| Instructions for the task |
Rewrite the part of the rows that opens with the line containing "the red awning." and closes at the end of the rows, swapping "drainpipe" for "downspout" and changing nothing else.

━━━

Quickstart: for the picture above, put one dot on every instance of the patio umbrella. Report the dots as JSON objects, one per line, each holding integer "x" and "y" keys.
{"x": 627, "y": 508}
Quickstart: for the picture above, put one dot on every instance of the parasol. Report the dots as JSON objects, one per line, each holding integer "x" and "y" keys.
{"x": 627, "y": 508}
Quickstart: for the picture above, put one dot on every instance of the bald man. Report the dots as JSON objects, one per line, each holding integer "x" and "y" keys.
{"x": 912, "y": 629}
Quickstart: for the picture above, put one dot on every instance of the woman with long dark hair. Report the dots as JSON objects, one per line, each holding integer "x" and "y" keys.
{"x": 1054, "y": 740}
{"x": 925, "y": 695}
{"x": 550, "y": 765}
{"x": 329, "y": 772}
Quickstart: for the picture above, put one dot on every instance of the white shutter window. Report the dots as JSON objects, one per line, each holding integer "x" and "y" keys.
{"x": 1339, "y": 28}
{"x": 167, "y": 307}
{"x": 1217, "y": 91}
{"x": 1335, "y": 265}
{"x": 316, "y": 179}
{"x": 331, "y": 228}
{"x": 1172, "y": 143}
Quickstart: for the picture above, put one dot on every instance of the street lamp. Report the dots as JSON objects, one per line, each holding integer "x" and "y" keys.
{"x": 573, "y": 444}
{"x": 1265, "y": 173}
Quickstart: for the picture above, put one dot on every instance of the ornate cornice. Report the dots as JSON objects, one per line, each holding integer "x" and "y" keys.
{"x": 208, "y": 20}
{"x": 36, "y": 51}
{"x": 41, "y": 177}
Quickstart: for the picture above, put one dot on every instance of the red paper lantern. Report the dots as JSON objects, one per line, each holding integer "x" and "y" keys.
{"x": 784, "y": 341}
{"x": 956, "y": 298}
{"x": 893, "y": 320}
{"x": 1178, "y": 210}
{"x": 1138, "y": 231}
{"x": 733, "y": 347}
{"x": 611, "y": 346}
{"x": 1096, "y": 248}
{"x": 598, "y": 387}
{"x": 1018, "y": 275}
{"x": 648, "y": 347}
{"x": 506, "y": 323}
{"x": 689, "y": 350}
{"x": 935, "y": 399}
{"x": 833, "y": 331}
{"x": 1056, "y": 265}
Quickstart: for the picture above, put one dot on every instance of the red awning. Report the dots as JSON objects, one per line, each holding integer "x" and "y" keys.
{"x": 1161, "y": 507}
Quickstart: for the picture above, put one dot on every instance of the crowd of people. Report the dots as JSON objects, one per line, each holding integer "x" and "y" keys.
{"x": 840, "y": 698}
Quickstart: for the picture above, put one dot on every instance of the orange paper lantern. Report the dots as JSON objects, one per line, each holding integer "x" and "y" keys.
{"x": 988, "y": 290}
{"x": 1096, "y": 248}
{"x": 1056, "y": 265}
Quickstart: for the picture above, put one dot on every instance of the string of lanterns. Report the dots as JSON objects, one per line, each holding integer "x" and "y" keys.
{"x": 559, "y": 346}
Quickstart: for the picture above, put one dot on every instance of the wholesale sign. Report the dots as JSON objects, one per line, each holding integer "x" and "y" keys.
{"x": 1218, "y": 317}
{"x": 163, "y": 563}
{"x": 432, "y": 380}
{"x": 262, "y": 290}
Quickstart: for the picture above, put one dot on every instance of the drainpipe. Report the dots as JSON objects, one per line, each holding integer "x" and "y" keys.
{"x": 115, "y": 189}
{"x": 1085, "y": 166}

━━━

| Solution to this problem |
Quickstart: for the picture above, put one dot on every instance of the red awning. Report the dots as JSON objects, one per line, each holding integer "x" and "y" keys.
{"x": 1161, "y": 507}
Quickstart: for the picture above, put one dot on every instance of the crowd of people. Report the dots as JSON objects, one per line, each holding integer "x" and "y" keys.
{"x": 840, "y": 698}
Quickstart: for the picture above, put one dot on every instance of the orange paper lantern. Report the dots as JSON objects, one per line, each holding integer "x" and "y" keys.
{"x": 988, "y": 290}
{"x": 1096, "y": 248}
{"x": 1056, "y": 265}
Quickstart: for the picture above, put one dot on every instance of the string of lanterns. Report the dots as JSON objects, one per line, each holding integer "x" and "y" keys.
{"x": 559, "y": 346}
Quickstart: for the picture above, put one dot on every instance of the wholesale sign. Report the dots as JSON objects, one per line, each holding integer "x" and "y" keys.
{"x": 1218, "y": 317}
{"x": 163, "y": 563}
{"x": 432, "y": 380}
{"x": 262, "y": 290}
Quickstart: for the picture above, put one dot on every instance of the downspout. Report the dots as JSON objects, one per line, each holding integer "x" and "y" keys.
{"x": 115, "y": 189}
{"x": 1085, "y": 166}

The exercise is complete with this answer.